He said in a later interview seed and biotechnology companies always have viewed Canada as a safe place to invest because of its science-based rules.

“C-474 makes us nervous simply on the basis that if one cannot rely on a science-based regulatory process, one cannot rely upon science being the principal component of the process here,” he said.

Morgan said Canada’s welcome mat to research investment would be scuffed.

The failure of wheat to benefit from the advances other crops experienced through biotechnology is not a failure of science or reflective of safety, he added.

It is politics and fears raised by anti-biotechnology campaigners.

And Canada’s share of world wheat markets has declined to 15 percent from 23 percent.

“It doesn’t need to go down much more for this to become a real issue.”

Morgan said many traditionally GMO-adverse countries are beginning to soften on the issue of importing GM products so GM wheat is inevitable.

=== Action item ===
In the passage on genetically modified wheat, what has happened to Canada's share of world wheat markets? None of the entries are needed for working with the passage on genetically modified wheat.

=== Dataset entries ===
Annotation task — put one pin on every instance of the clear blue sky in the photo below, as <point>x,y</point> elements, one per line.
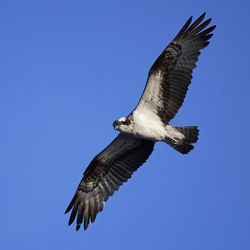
<point>68,70</point>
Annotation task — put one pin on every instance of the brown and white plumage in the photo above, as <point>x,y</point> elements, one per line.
<point>171,74</point>
<point>105,174</point>
<point>167,84</point>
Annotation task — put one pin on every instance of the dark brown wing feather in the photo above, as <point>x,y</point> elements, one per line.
<point>105,174</point>
<point>171,74</point>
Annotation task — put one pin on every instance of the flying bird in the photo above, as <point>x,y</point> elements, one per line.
<point>166,87</point>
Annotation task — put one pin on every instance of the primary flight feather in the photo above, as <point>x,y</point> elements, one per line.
<point>165,91</point>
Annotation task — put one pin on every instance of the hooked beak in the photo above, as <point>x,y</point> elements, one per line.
<point>115,125</point>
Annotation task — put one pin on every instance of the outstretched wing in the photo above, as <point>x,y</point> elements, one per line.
<point>106,172</point>
<point>171,74</point>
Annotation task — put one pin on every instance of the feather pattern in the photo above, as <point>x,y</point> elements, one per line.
<point>171,74</point>
<point>106,172</point>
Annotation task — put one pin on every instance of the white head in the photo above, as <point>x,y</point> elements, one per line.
<point>124,124</point>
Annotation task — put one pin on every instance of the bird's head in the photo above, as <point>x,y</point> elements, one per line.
<point>123,124</point>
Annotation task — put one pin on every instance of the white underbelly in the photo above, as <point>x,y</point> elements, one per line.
<point>149,126</point>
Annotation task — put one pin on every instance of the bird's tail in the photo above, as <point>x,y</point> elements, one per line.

=== Task solution ===
It has declined to 15 percent from 23 percent.